● **Exercise**:
Return the rows below verbatim, starting with the line that contains "Kindly outline every instance of the dense" and continuing through the last line of the rows.

● **Given records**:
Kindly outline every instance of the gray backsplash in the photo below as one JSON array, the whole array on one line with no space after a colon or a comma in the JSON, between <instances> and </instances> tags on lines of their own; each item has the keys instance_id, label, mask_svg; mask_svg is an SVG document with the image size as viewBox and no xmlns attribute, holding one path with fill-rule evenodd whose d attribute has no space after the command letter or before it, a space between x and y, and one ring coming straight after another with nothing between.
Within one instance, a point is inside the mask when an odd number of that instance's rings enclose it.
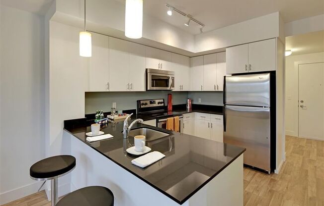
<instances>
[{"instance_id":1,"label":"gray backsplash","mask_svg":"<svg viewBox=\"0 0 324 206\"><path fill-rule=\"evenodd\" d=\"M117 110L136 108L136 101L150 99L164 98L167 101L167 94L172 95L173 104L186 103L187 98L192 99L195 104L223 105L223 93L221 92L170 92L165 91L147 92L103 92L85 93L85 114L95 112L96 109L110 111L112 103L116 103ZM198 98L201 103L198 103Z\"/></svg>"}]
</instances>

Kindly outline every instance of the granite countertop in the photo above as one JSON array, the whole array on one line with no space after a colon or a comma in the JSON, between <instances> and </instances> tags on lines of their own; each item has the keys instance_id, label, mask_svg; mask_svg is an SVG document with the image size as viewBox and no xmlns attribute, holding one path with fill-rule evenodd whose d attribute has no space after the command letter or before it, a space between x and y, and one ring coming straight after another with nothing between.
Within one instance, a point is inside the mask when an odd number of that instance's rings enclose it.
<instances>
[{"instance_id":1,"label":"granite countertop","mask_svg":"<svg viewBox=\"0 0 324 206\"><path fill-rule=\"evenodd\" d=\"M135 118L135 117L134 117ZM133 118L134 119L134 118ZM101 131L114 137L87 142L85 133L92 121L86 118L65 121L64 130L153 188L182 205L242 154L245 149L189 135L137 123L133 129L147 127L169 136L146 145L166 156L145 168L131 162L136 157L126 150L134 146L134 138L123 138L123 121L109 122ZM220 186L221 187L221 186Z\"/></svg>"}]
</instances>

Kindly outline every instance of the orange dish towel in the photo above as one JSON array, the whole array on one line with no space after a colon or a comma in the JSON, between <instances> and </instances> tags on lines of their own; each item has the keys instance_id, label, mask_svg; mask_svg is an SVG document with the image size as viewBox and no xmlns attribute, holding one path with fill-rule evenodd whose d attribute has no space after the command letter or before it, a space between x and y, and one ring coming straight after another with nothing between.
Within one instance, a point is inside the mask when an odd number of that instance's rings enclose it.
<instances>
[{"instance_id":1,"label":"orange dish towel","mask_svg":"<svg viewBox=\"0 0 324 206\"><path fill-rule=\"evenodd\" d=\"M174 117L174 132L179 132L180 130L180 124L179 122L179 117L176 116Z\"/></svg>"},{"instance_id":2,"label":"orange dish towel","mask_svg":"<svg viewBox=\"0 0 324 206\"><path fill-rule=\"evenodd\" d=\"M170 117L166 119L166 129L171 131L174 131L174 126L173 121L174 118L173 117Z\"/></svg>"}]
</instances>

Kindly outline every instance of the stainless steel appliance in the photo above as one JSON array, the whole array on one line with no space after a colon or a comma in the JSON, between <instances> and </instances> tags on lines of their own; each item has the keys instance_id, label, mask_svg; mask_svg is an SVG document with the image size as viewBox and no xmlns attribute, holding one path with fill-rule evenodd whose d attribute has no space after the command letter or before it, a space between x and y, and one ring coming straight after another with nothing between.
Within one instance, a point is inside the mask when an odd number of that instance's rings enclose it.
<instances>
[{"instance_id":1,"label":"stainless steel appliance","mask_svg":"<svg viewBox=\"0 0 324 206\"><path fill-rule=\"evenodd\" d=\"M269 173L275 164L275 81L272 73L224 81L224 142L245 148L244 163Z\"/></svg>"},{"instance_id":2,"label":"stainless steel appliance","mask_svg":"<svg viewBox=\"0 0 324 206\"><path fill-rule=\"evenodd\" d=\"M174 72L146 69L146 90L174 89Z\"/></svg>"},{"instance_id":3,"label":"stainless steel appliance","mask_svg":"<svg viewBox=\"0 0 324 206\"><path fill-rule=\"evenodd\" d=\"M183 115L175 111L168 111L163 99L137 101L137 113L156 118L158 127L165 129L168 117L179 116L179 132L182 132Z\"/></svg>"}]
</instances>

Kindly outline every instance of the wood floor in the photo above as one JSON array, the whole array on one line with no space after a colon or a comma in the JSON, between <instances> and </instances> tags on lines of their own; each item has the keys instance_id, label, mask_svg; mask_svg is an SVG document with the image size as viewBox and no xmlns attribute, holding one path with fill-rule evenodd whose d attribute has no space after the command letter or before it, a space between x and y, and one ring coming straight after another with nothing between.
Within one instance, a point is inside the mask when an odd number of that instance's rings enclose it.
<instances>
[{"instance_id":1,"label":"wood floor","mask_svg":"<svg viewBox=\"0 0 324 206\"><path fill-rule=\"evenodd\" d=\"M280 174L244 168L244 205L324 206L324 142L286 136ZM3 206L50 205L41 191Z\"/></svg>"}]
</instances>

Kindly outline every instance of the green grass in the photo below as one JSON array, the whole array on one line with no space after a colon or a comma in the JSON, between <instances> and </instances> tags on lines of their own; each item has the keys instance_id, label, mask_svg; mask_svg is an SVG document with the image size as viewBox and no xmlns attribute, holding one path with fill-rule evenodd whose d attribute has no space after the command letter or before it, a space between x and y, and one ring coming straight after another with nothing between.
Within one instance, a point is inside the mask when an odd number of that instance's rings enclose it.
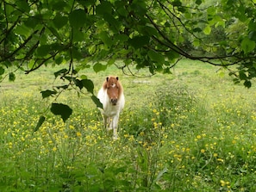
<instances>
[{"instance_id":1,"label":"green grass","mask_svg":"<svg viewBox=\"0 0 256 192\"><path fill-rule=\"evenodd\" d=\"M53 98L40 91L53 86L53 71L1 84L0 191L256 190L255 89L234 85L228 71L189 60L150 77L114 66L82 71L96 93L108 74L120 77L126 106L117 140L88 93L58 98L74 109L66 123L47 112Z\"/></svg>"}]
</instances>

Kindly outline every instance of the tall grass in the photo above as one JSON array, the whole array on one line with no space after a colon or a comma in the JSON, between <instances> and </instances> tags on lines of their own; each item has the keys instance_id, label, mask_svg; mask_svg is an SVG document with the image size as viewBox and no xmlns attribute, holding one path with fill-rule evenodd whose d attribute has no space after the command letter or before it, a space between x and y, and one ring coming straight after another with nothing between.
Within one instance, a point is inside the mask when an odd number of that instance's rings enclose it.
<instances>
[{"instance_id":1,"label":"tall grass","mask_svg":"<svg viewBox=\"0 0 256 192\"><path fill-rule=\"evenodd\" d=\"M255 191L251 101L209 102L176 84L138 96L140 105L128 101L117 140L98 110L78 100L69 103L76 109L66 123L48 114L34 132L47 103L5 93L0 191Z\"/></svg>"}]
</instances>

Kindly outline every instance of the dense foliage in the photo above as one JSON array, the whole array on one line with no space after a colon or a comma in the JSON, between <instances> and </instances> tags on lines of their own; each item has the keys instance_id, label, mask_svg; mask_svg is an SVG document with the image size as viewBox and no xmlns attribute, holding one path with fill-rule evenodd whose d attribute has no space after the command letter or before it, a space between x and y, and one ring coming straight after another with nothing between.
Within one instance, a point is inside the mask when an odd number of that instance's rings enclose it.
<instances>
[{"instance_id":1,"label":"dense foliage","mask_svg":"<svg viewBox=\"0 0 256 192\"><path fill-rule=\"evenodd\" d=\"M122 59L121 69L134 65L153 74L170 73L185 57L227 68L238 65L230 75L251 87L256 76L254 3L2 0L0 79L15 80L17 69L28 74L42 65L66 64L54 75L66 85L42 91L43 97L74 85L92 93L99 106L92 82L78 76L81 69L98 72Z\"/></svg>"}]
</instances>

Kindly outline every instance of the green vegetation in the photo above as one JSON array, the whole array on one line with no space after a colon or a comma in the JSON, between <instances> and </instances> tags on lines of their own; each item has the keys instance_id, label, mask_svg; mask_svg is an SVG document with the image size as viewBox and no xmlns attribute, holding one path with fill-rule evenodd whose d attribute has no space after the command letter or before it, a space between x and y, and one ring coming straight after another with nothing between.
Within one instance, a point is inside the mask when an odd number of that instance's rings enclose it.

● **Result of this exercise**:
Kindly outline every instance of the dense foliage in the photo above as one JSON array, the whole array on one line with no space after a colon or a comma in the JSON, between <instances> and </instances> tags on lines of their own; each item has the keys instance_id, label, mask_svg; mask_svg is an SVG document with the image size as viewBox and no xmlns attribute, holding one path with fill-rule evenodd whose d attribute has no space after the command letter or before it, a space between x and y, and one ring coming straight after another with nothing between.
Within one instance, a point is inside the mask when an odd number of that instance's rings enclose it.
<instances>
[{"instance_id":1,"label":"dense foliage","mask_svg":"<svg viewBox=\"0 0 256 192\"><path fill-rule=\"evenodd\" d=\"M122 59L121 69L134 65L153 74L170 73L185 57L227 68L238 65L230 75L251 87L256 76L254 3L2 0L0 79L15 80L17 69L28 74L42 65L66 64L54 75L66 85L42 91L43 97L74 85L92 93L99 106L92 82L78 76L81 69L98 72Z\"/></svg>"}]
</instances>

Kindly outline every instance of the green vegetation in the photo above as one JSON array, the whole array on one line with no space after a colon or a comma in the JSON, between <instances> and </instances> tags on lines of their own; each item has the keys instance_id, label, mask_svg; mask_svg is an SVG document with the image size as viewBox and no xmlns attribute, holding one path with fill-rule evenodd whose d attribute has no space after the command letter or before it, a space between x and y, and one ring coming straight after another with nothing between.
Within one instance, a point is inside the mask when an odd number of that instance's rings enclose it.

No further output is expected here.